EXERCISE INPUTS
○ ○ ○
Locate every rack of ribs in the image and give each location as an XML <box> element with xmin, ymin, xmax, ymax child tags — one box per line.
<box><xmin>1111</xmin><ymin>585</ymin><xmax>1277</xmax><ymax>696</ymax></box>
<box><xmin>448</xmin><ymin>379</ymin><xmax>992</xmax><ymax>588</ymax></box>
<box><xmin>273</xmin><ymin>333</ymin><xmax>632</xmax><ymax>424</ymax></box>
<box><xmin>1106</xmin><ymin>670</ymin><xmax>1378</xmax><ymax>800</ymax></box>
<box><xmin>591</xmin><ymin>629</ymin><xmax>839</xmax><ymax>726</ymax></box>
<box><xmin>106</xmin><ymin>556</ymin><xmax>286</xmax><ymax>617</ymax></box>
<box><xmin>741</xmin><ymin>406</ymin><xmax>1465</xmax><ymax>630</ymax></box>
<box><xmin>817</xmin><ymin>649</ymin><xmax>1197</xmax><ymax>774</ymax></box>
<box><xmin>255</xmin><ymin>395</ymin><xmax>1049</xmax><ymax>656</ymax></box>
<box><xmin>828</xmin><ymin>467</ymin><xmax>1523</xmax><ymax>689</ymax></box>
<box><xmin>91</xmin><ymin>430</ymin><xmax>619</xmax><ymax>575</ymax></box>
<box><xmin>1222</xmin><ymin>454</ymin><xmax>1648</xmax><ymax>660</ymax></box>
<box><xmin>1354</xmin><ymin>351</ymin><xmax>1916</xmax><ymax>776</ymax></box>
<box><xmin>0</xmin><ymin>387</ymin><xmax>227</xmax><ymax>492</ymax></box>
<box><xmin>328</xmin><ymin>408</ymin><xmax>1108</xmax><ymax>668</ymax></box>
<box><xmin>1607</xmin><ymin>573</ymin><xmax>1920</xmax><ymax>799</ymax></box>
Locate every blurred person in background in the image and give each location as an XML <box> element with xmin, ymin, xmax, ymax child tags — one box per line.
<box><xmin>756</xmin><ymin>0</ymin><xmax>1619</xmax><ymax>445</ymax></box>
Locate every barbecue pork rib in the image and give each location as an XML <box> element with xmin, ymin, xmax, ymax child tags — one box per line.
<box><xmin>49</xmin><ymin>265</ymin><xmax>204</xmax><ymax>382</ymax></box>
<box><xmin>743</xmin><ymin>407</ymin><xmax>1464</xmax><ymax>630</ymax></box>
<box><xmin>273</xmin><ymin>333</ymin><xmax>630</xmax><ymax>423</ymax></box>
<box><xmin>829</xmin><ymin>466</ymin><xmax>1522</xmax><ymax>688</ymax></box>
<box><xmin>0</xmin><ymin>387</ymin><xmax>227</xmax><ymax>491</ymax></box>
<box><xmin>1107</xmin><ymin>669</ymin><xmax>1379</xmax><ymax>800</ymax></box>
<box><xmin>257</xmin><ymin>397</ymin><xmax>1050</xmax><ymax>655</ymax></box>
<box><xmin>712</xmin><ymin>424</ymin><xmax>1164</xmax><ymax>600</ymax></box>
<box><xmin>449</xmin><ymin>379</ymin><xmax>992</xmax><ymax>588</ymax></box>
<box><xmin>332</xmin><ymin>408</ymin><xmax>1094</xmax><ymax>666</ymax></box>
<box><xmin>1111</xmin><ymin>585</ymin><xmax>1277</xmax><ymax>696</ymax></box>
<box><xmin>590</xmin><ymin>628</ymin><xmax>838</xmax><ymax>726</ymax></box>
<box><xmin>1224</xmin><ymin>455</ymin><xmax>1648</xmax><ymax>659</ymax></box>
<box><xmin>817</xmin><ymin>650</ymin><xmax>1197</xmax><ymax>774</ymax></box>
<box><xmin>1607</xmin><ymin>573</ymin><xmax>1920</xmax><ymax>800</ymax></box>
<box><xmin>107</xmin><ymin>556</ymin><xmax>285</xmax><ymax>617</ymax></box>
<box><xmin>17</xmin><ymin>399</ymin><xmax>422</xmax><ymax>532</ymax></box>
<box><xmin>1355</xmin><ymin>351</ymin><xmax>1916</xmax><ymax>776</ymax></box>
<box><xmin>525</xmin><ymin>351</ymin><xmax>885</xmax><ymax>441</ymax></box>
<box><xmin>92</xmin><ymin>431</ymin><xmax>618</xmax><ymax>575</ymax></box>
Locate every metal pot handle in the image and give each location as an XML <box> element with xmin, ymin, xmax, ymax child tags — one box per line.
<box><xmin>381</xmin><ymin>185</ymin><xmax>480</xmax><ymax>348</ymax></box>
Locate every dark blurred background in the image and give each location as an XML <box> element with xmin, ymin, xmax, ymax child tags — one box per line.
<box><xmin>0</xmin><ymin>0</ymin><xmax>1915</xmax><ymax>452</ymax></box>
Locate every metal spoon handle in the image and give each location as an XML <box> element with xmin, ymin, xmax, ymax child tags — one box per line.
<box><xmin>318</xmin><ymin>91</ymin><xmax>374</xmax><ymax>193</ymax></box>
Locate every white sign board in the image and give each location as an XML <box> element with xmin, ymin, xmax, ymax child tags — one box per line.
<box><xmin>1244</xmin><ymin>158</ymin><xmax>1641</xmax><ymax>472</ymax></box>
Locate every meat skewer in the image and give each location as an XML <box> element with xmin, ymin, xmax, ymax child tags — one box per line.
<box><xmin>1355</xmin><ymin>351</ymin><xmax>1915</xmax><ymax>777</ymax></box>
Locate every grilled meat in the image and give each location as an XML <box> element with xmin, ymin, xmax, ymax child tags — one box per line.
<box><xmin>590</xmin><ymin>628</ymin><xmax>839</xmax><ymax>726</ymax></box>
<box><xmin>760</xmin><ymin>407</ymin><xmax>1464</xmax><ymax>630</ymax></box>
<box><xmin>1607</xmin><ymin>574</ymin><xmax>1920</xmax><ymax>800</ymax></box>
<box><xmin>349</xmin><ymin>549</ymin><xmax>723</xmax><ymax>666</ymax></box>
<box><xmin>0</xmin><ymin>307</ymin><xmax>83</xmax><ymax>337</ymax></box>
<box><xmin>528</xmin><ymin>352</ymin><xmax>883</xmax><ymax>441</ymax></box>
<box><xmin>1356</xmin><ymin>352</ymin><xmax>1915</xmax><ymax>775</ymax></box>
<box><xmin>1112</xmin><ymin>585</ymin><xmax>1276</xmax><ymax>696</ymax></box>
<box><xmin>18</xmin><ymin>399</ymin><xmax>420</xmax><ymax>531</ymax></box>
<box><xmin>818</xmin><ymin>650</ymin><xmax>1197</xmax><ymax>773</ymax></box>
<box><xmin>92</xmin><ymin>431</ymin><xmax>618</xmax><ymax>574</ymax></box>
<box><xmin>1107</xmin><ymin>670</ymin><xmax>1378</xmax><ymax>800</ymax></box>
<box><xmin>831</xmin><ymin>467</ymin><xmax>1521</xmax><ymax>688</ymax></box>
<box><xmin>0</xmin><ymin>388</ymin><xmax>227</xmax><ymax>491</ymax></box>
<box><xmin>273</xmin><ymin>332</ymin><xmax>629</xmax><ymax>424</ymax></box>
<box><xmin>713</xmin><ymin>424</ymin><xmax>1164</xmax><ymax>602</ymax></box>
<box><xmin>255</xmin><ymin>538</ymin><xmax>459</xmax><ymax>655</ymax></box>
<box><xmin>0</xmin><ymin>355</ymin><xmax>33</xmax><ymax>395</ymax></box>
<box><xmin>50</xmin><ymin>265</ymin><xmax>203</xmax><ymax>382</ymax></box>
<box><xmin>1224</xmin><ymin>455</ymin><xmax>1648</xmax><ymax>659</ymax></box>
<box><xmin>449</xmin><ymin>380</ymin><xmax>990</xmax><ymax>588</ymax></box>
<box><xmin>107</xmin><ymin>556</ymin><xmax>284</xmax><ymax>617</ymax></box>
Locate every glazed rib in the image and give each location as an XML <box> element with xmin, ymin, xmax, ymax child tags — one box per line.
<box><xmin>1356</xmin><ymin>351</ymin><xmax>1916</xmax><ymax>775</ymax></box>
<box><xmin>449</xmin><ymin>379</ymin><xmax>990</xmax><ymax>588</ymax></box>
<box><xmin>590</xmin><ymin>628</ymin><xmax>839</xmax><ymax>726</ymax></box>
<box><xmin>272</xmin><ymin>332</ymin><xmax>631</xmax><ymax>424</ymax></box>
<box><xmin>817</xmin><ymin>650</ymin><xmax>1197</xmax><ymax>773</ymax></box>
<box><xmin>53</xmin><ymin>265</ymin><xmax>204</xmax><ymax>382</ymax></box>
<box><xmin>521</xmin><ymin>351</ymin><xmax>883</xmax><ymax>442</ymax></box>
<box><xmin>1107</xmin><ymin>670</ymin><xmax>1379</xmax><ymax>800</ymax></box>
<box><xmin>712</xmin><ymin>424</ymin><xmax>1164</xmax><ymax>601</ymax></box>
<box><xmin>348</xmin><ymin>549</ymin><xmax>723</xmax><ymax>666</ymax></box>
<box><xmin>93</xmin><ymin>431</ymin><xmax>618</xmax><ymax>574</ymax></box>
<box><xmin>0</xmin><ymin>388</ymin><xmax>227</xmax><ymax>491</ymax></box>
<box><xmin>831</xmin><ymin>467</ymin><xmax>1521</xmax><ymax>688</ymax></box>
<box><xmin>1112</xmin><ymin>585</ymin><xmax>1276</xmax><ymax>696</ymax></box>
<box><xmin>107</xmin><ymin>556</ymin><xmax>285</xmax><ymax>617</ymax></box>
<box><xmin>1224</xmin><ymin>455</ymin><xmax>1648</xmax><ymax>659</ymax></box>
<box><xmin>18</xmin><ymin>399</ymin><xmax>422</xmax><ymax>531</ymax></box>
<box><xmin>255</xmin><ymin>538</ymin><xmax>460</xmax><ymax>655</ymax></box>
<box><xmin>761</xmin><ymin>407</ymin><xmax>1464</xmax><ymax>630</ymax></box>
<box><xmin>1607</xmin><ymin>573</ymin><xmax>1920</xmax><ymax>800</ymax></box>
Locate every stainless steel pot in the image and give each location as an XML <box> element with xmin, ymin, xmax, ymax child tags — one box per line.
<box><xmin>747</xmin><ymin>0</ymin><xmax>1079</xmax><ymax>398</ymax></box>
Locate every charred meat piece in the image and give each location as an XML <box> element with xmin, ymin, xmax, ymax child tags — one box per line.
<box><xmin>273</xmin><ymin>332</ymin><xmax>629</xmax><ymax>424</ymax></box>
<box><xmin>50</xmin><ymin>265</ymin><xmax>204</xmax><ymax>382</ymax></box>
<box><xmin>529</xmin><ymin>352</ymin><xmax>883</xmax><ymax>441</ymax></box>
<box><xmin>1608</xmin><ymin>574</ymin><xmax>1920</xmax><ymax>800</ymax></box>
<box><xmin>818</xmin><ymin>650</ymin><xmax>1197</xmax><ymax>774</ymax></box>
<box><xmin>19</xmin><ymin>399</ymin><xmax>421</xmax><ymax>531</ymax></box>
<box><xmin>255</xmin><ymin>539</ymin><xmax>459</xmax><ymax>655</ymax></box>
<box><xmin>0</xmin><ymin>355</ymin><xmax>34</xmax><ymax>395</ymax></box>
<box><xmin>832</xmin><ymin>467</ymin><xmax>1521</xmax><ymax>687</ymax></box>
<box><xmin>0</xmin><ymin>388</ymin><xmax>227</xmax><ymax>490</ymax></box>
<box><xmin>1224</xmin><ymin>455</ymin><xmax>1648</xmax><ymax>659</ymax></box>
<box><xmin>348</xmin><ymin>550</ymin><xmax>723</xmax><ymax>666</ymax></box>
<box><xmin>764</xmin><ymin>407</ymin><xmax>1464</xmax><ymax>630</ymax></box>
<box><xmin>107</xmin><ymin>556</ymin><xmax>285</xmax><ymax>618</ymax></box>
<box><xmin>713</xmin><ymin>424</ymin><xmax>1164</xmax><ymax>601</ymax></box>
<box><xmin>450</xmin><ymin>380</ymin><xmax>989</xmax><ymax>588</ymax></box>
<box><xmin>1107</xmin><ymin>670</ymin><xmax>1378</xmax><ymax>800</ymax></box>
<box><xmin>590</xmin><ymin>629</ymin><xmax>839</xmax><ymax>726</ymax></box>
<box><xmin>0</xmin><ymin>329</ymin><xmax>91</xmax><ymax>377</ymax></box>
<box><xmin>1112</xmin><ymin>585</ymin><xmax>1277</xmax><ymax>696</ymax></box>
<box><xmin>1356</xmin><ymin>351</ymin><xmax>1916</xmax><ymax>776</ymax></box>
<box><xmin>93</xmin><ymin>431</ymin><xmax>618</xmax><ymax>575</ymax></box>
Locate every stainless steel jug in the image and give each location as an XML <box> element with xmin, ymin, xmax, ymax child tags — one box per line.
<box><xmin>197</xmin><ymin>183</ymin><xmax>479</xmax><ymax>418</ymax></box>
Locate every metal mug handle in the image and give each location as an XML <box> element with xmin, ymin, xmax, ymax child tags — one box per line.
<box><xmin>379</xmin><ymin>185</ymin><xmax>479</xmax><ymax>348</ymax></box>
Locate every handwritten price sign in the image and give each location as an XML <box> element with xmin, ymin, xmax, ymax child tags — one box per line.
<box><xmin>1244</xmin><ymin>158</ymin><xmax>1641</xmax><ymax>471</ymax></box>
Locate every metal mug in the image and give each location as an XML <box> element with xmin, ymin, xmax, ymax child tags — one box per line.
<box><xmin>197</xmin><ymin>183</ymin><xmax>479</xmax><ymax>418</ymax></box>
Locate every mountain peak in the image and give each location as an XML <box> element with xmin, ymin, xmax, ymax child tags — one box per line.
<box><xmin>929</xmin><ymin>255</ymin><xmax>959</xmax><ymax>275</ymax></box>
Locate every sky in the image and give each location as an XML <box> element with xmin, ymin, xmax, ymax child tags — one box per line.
○ ○ ○
Print again the material above, limited to the lines from the one holding "Locate every stainless steel jug" through the last, inclusive.

Locate every stainless steel jug in the image and give each location as an XML <box> element with xmin, ymin, xmax, ymax child tags — one box per line.
<box><xmin>197</xmin><ymin>183</ymin><xmax>479</xmax><ymax>418</ymax></box>
Locate every metal mug handle in the image and give each location as an XML <box> element with xmin, ymin, xmax, ymax child tags — one box per line.
<box><xmin>379</xmin><ymin>185</ymin><xmax>479</xmax><ymax>348</ymax></box>
Locate every handwritten price sign in the image and give each location as an XML <box> element with xmin, ymin, xmax, ymax child tags — one box per line.
<box><xmin>1244</xmin><ymin>158</ymin><xmax>1641</xmax><ymax>471</ymax></box>
Locate every metal mug in the image and give each location as an XML <box> element with xmin, ymin, xmax, ymax child tags — one box per line.
<box><xmin>197</xmin><ymin>183</ymin><xmax>479</xmax><ymax>418</ymax></box>
Locate every mountain peak in the image and give each location as an XML <box> element with xmin, ymin, xmax, ymax child tags — one box per line.
<box><xmin>929</xmin><ymin>255</ymin><xmax>959</xmax><ymax>275</ymax></box>
Locate every sky in the image and give each location as an XML <box> element with xmin, ymin, xmax, ymax child tags — one box per line.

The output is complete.